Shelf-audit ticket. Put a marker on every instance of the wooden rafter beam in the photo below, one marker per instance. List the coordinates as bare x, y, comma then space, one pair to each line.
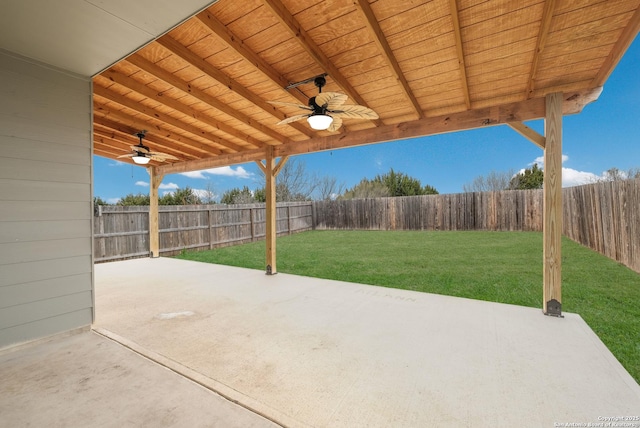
621, 46
152, 137
543, 32
162, 74
528, 133
455, 19
215, 162
142, 89
234, 42
117, 119
107, 147
155, 114
307, 43
182, 52
125, 141
381, 41
530, 109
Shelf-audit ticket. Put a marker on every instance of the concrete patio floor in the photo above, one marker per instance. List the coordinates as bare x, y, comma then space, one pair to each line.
86, 380
311, 352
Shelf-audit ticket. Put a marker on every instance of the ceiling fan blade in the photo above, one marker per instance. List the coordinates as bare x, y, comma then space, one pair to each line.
140, 149
293, 119
282, 103
354, 112
331, 100
161, 156
335, 125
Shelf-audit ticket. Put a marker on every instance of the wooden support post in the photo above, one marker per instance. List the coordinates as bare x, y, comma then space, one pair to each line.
271, 169
154, 230
552, 223
271, 211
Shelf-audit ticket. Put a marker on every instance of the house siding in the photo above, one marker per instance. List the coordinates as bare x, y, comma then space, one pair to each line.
46, 265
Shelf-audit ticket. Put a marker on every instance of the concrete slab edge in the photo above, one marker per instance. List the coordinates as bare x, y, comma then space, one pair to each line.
219, 388
624, 375
14, 347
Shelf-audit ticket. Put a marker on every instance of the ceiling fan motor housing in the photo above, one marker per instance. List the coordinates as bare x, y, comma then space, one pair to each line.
316, 108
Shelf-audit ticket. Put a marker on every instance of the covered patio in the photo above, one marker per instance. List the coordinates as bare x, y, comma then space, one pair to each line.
312, 352
82, 77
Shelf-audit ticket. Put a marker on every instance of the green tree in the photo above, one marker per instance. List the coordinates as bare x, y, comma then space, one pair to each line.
531, 178
400, 184
389, 184
366, 189
237, 196
494, 181
97, 200
615, 174
131, 199
184, 196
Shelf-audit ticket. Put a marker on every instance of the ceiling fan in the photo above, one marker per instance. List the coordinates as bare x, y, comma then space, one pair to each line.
327, 109
142, 155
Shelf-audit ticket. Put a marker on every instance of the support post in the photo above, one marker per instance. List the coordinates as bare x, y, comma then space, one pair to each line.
154, 230
552, 223
271, 212
271, 169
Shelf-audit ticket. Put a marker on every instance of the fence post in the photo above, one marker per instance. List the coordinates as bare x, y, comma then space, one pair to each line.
210, 218
252, 224
313, 215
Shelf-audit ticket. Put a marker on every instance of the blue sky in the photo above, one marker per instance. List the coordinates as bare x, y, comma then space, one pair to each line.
605, 135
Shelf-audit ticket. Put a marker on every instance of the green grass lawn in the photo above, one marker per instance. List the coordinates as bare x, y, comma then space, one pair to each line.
501, 267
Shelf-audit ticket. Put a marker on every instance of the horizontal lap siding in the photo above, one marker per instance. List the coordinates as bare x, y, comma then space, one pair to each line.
45, 201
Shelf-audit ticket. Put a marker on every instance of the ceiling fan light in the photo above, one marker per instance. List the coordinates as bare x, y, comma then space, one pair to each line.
320, 122
140, 159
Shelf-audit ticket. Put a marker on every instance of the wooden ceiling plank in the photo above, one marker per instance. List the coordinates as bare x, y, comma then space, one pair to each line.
155, 114
383, 45
296, 30
543, 33
177, 105
460, 52
201, 64
533, 108
623, 43
144, 124
107, 145
238, 46
121, 133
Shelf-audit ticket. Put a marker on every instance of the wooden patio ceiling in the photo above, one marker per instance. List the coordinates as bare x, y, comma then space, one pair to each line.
425, 66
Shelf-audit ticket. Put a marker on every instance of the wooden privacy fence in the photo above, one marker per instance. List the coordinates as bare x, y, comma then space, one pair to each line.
507, 210
123, 232
606, 218
602, 216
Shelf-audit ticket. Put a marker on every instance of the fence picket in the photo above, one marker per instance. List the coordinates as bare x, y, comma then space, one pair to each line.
602, 216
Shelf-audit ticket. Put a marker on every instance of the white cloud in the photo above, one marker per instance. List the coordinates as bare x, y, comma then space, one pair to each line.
205, 194
225, 171
570, 177
540, 160
171, 186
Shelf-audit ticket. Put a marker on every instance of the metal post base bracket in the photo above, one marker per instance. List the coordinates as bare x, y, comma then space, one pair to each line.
554, 308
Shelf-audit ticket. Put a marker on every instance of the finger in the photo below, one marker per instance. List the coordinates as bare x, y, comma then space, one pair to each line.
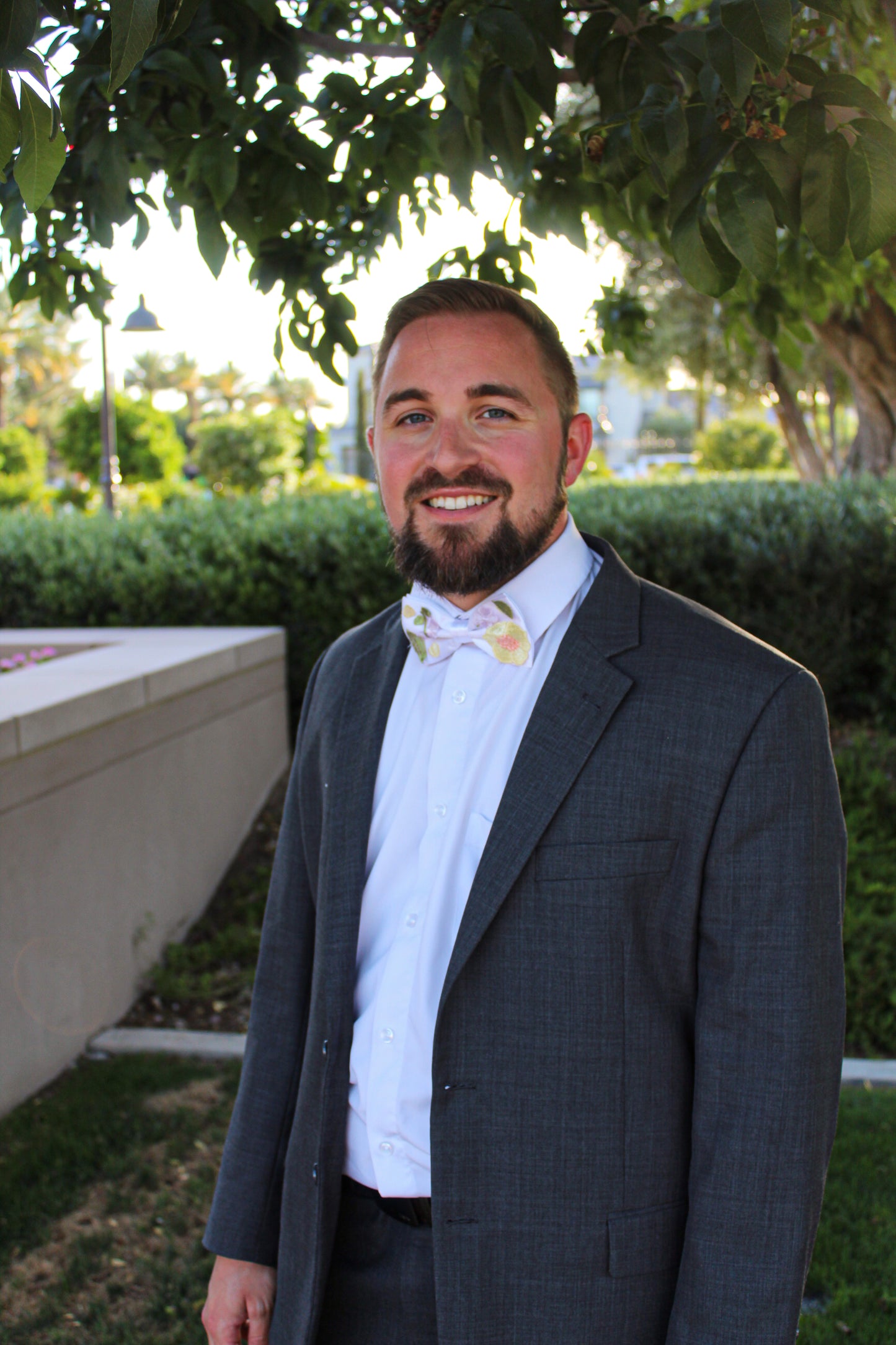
259, 1325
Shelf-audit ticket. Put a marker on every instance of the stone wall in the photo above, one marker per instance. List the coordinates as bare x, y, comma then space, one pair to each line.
130, 775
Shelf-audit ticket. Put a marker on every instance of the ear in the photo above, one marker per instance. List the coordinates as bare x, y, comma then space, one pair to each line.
579, 439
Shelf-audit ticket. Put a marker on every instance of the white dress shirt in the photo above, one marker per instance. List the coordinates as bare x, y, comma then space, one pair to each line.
450, 740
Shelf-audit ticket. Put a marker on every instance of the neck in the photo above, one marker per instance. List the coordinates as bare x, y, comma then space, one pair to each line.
466, 602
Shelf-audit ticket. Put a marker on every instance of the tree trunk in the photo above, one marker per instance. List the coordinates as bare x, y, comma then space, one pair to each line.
830, 383
864, 345
805, 455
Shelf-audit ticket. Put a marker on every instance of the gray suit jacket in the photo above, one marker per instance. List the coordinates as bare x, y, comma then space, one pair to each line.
637, 1053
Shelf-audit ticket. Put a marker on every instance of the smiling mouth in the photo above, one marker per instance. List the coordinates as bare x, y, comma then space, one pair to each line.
453, 503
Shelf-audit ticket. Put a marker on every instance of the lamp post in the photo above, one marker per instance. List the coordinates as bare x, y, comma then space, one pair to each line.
141, 321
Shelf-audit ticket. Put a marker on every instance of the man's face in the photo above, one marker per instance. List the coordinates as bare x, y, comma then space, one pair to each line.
469, 452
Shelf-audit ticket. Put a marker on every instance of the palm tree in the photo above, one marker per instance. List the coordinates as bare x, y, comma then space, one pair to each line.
151, 374
38, 362
292, 395
228, 388
187, 380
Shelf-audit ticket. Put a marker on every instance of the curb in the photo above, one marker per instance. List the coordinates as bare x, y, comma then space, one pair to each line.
128, 1042
231, 1045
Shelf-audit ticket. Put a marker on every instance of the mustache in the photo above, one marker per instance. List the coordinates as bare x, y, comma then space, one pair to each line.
471, 478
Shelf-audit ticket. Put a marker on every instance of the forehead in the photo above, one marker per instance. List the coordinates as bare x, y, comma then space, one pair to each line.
465, 349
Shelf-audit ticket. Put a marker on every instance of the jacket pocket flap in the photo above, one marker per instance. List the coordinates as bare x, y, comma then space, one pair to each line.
592, 860
647, 1242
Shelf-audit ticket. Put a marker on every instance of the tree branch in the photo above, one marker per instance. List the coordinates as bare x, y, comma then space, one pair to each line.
348, 47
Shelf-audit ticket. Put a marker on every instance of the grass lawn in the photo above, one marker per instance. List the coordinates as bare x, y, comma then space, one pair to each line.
107, 1177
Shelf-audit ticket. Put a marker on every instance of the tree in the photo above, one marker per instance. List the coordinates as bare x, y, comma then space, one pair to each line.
38, 362
739, 443
149, 449
151, 373
229, 389
23, 466
735, 136
239, 452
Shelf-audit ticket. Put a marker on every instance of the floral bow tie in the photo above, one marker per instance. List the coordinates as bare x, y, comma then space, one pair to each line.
494, 626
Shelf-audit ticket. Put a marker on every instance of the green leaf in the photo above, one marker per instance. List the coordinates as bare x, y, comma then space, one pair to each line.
824, 197
508, 37
211, 238
763, 26
849, 92
804, 69
732, 62
216, 164
661, 136
133, 27
18, 25
871, 172
748, 223
805, 127
503, 117
9, 120
588, 42
41, 159
703, 259
779, 175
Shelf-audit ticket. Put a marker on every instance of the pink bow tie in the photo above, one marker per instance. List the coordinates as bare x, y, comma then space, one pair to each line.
494, 626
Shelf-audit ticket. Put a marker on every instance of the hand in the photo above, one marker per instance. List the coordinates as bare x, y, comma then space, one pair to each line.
239, 1302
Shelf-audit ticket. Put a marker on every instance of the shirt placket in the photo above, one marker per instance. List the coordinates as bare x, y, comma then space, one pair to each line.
445, 777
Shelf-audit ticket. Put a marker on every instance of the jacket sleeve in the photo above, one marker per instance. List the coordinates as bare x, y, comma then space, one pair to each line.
769, 1032
245, 1215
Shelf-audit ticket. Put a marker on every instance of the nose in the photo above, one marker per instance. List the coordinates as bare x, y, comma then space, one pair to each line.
453, 449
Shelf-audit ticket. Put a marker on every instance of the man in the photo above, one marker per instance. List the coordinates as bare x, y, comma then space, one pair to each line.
547, 1026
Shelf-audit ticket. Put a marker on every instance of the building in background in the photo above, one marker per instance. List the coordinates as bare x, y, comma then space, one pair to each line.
617, 406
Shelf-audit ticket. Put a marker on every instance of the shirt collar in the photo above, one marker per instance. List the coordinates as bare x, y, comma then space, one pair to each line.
542, 589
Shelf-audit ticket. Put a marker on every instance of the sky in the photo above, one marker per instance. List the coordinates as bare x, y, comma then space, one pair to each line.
226, 319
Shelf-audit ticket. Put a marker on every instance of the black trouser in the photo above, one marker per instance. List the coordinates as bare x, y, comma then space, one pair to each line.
381, 1287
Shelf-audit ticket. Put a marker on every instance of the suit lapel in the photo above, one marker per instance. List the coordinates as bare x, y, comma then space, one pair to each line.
578, 700
368, 697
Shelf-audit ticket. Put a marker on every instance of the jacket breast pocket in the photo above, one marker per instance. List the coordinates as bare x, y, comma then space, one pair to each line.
588, 860
647, 1242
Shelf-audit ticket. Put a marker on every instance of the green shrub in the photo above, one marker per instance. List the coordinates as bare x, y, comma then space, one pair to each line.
149, 449
242, 452
23, 466
809, 570
740, 443
867, 771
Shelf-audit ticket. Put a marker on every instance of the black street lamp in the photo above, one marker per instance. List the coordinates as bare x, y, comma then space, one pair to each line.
141, 321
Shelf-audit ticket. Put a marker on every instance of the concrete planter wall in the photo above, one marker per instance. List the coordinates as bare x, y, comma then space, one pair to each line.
130, 774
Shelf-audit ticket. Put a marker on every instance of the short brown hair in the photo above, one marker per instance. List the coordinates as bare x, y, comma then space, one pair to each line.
459, 295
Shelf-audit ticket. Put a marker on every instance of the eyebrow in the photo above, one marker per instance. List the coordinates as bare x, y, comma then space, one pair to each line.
512, 395
407, 395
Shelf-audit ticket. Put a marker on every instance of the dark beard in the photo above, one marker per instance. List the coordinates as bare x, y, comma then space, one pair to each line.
459, 565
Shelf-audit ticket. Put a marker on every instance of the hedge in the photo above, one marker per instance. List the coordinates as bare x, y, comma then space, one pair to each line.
867, 771
809, 570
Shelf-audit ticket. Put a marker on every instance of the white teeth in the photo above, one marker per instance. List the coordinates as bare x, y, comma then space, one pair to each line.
458, 501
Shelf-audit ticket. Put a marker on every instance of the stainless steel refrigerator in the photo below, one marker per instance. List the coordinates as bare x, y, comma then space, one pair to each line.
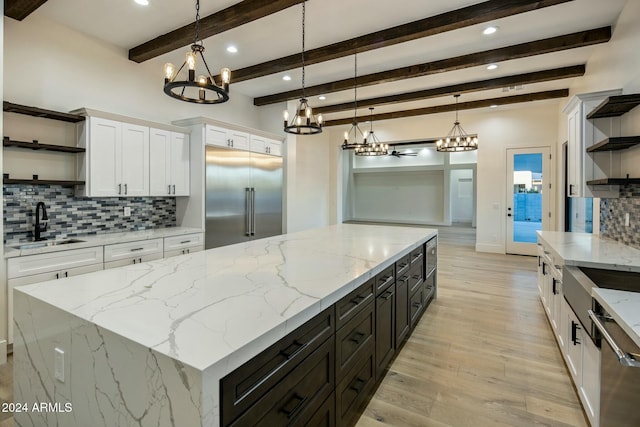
243, 197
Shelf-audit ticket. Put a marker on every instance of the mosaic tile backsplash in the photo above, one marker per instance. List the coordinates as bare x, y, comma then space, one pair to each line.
612, 215
71, 216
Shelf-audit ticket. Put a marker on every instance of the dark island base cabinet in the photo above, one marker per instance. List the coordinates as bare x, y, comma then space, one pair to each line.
324, 373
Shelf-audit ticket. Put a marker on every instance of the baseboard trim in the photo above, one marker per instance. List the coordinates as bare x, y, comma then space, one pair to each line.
3, 352
490, 248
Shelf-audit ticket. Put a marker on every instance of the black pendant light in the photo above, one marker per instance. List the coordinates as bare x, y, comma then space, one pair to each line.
202, 89
457, 139
354, 138
303, 121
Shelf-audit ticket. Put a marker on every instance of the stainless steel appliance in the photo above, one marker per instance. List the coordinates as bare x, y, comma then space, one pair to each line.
243, 197
619, 355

Exercise goal: Locate the line that contains "of the baseboard", then please quote it and every line after it to the end of the entries above, exactly and with nothing else.

Worked answer:
Shelf-audit ticket. Put a marker on every instance of the baseboard trim in the photo above, one marker per instance. List the coordinates as bare x, y, comma then space, one pair to each line.
3, 352
490, 248
Shelf-audit ticket. Put a marker on every instance of the black pendant light in the photo above, one marker per instance. List the coordinates as bare x, y, comma then space, one pair to each line.
202, 89
457, 139
354, 138
303, 121
Shelf-audit ticket. Put a marker on every instance of the stainless steel appliance in the photo above, one marker per instance. List the coordinates as bare x, y, comma then space, one pair to each line.
243, 197
619, 355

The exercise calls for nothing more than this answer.